# SUPPLIED DATA

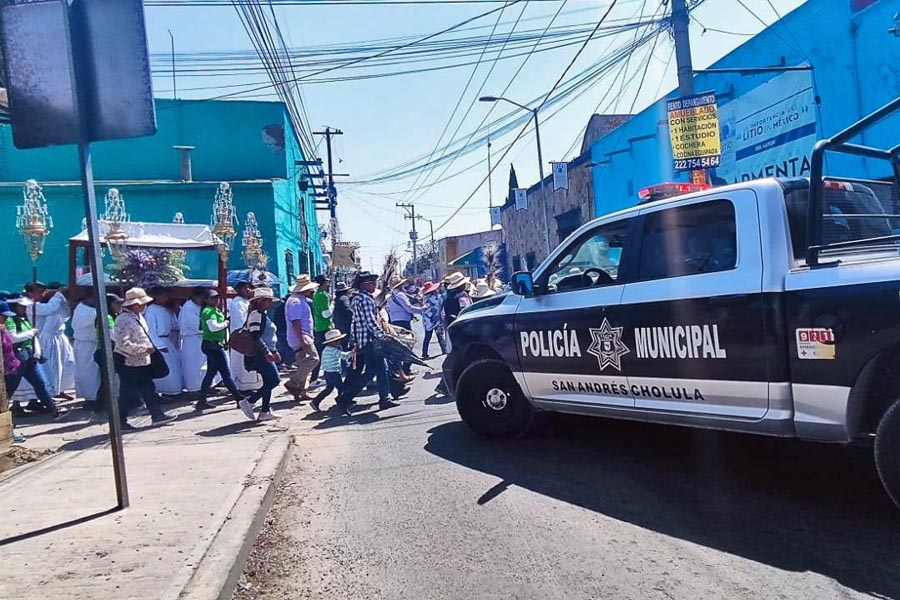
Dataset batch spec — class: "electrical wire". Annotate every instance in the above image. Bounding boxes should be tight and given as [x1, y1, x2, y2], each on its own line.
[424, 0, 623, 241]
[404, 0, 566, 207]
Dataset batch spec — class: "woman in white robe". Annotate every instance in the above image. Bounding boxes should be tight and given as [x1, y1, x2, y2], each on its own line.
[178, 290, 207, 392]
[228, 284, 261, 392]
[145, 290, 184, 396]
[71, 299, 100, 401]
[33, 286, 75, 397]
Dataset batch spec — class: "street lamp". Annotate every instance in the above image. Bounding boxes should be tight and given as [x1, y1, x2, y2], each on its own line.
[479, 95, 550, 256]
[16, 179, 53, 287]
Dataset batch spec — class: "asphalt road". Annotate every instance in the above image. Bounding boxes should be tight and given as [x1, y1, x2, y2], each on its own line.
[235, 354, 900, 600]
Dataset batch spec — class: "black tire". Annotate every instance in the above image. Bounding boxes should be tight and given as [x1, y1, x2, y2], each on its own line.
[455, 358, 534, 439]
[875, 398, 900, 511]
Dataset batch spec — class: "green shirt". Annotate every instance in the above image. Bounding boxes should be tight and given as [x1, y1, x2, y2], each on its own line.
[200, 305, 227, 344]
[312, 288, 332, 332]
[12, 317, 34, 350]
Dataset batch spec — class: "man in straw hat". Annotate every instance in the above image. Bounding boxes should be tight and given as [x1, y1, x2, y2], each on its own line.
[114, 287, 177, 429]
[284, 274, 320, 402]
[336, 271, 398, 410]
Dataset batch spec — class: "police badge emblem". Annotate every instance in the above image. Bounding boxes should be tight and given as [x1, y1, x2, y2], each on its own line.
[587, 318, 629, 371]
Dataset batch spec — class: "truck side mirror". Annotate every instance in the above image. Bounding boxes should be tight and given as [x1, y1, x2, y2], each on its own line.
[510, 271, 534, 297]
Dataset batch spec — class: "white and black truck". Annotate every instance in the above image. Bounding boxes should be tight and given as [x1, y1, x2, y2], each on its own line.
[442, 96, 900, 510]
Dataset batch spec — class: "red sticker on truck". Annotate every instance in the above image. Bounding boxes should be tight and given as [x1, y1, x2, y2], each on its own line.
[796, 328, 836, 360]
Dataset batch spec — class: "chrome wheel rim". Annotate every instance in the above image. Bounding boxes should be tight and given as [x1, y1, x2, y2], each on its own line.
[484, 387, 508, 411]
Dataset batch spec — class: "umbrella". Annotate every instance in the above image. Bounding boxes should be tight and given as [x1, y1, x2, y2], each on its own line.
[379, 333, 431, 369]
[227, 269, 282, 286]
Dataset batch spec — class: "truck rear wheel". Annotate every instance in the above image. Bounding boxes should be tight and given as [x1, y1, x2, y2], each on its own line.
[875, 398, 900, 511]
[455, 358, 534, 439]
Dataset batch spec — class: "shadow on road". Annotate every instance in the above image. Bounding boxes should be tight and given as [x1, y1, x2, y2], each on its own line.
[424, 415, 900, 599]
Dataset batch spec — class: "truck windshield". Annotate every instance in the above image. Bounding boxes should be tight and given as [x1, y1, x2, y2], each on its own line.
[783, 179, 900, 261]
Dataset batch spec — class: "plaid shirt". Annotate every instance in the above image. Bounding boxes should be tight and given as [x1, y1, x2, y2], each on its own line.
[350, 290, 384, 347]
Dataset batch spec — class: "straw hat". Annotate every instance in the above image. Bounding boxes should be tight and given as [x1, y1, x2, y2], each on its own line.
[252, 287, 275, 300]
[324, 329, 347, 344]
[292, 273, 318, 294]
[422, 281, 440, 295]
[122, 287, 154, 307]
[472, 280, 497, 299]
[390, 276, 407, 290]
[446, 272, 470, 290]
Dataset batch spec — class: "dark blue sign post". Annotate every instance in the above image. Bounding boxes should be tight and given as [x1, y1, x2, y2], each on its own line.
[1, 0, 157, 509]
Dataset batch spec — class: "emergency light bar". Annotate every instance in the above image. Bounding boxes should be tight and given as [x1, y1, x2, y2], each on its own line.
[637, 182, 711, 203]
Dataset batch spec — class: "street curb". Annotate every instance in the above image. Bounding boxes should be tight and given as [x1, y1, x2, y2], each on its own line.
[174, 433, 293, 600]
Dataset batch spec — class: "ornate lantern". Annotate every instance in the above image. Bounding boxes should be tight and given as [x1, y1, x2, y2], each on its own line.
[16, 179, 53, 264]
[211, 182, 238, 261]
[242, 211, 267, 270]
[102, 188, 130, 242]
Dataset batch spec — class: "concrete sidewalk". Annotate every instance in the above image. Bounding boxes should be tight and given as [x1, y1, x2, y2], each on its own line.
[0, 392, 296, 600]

# TASK TO CARRY OUT
An exact copy of the records above is wanted, with the pictures omitted.

# SOLUTION FOR THIS TASK
Dataset batch spec — class: "electrical wire". Annotate every instance in the above image. Bounding boxes should be tight and given as [x1, y1, x2, y2], each on its own line.
[424, 0, 623, 241]
[404, 0, 566, 207]
Dataset batch spec — class: "woman in white robe". Annotate every instance in the above image. Bounding boxes should be tight and given as [x1, y1, x2, y2], each on its own line.
[178, 290, 207, 392]
[228, 284, 261, 392]
[145, 290, 184, 396]
[71, 299, 100, 401]
[33, 286, 75, 397]
Dataset batch spec — class: "street lamp". Annotate every instance in the above image. Bounding boxes should be tight and given as [x1, y1, x2, y2], each on its own line.
[479, 95, 550, 256]
[16, 179, 53, 287]
Dataset batch spec — class: "asphalt road". Annotate every instance in the above image. Bounding boxes should be tight and given as [x1, y1, x2, y2], each on its own line.
[235, 354, 900, 600]
Dataset batch spec — class: "black tire". Annotate every instance in the above image. Bounding boxes should be tight and given as [x1, y1, x2, y2], each on its own line.
[455, 358, 534, 439]
[875, 398, 900, 511]
Dataset batch spec — class: "green shirt". Annotate every instance in the above image. Bounding boxes should be tight and given as [x1, y1, x2, y2], each on its own line.
[200, 305, 227, 344]
[312, 288, 332, 332]
[12, 317, 34, 350]
Dataset batch spec — class: "man in straw hat". Annotate every instance in the above image. Bounding boxes should be tight and given as [x1, y1, x2, y2], each on its own line.
[114, 287, 177, 429]
[284, 274, 320, 402]
[336, 271, 398, 410]
Dataset batch spec — class: "police badge emblem". Annotate every instance in the above image. Bounding boxes should be tight and given as [x1, y1, x2, y2], each on its own line.
[587, 318, 629, 371]
Dataset batch spec — class: "truck side mirror". Annotate every instance in the above image. Bounding boxes should be tight and given as [x1, y1, x2, y2], each on its own line.
[510, 271, 534, 297]
Dataset batch spec — class: "white and black truck". Annotate every instance in the above image. Bounding boxes should be tight and given as [x1, y1, x2, y2], each on its own line.
[442, 96, 900, 510]
Dataset batch spec — class: "red sticker on truck". Annotate every instance in the above image. Bounding boxes should be tight and given as [x1, y1, x2, y2], each on its own line.
[796, 328, 836, 360]
Dataset batch spec — class: "chrome wheel rim". Annotate every instance in the above image. Bounding boxes should be tight and given as [x1, y1, x2, y2], each on its own line.
[484, 387, 508, 411]
Dataset batch spec — class: "umbrella". Annotate every instance in the above image. Bounding boxes should be tight and given as [x1, y1, x2, y2], each on its own line.
[379, 333, 431, 369]
[227, 269, 282, 286]
Dataset batch spec — class: "truck rear wheel". Annotate every instance in the above image. Bounding boxes should be tight and given as [x1, y1, x2, y2], each on its own line.
[875, 398, 900, 511]
[455, 358, 534, 439]
Dataset batch spec — class: "shadow on road". Annotate every instance in the above image. Bounding boxes should be tight and given as [x1, y1, x2, y2], each on its own line.
[424, 415, 900, 599]
Dataset batch spec — class: "truck windshield". Annotate every instance in the above image. Bounding boxes should be tight and given as [x1, y1, x2, y2], each on its own line.
[783, 179, 900, 261]
Dataset batch spec — class: "plaid shirt". Annotate every instance in the above image. Bounding boxes should be tight and given as [x1, y1, x2, y2], each on its own line.
[350, 290, 384, 347]
Dataset batch spec — class: "straw hat". Annotate every instance in the above image. Bounding boxes should be tight and given as [x1, y1, x2, y2], each on its own line.
[252, 287, 275, 300]
[324, 329, 347, 344]
[292, 273, 318, 294]
[422, 281, 440, 295]
[122, 287, 154, 307]
[472, 280, 497, 299]
[390, 276, 407, 290]
[446, 272, 470, 290]
Dataset batch spec — class: "dark blue sign post". Annotate every instance in the above image. Bounding boxes should be tight and given as [x1, y1, x2, y2], each on its own line.
[1, 0, 157, 509]
Dataset batch spec — class: "emergency light bar". Annotate every instance in the above image. Bounding boxes should be tight and given as [x1, y1, x2, y2], each on its own line.
[637, 182, 711, 203]
Dataset batch spec — class: "street curb". Annotate every instance in the above image. Bounding boxes should be tight and given as [x1, y1, x2, y2], each on its own line.
[174, 433, 293, 600]
Dataset batch spec — class: "ornate lantern". Annotate every instance in the above image. Bounding boxes should be tight and given as [x1, y1, x2, y2], each on its own line.
[16, 179, 53, 264]
[211, 182, 238, 261]
[242, 211, 267, 270]
[102, 188, 130, 242]
Dataset batch spec — class: "concrete sidewalk". Annotate every instance in the above image. Bounding boxes should be tight and given as [x1, y1, x2, y2], each on its own line.
[0, 392, 296, 600]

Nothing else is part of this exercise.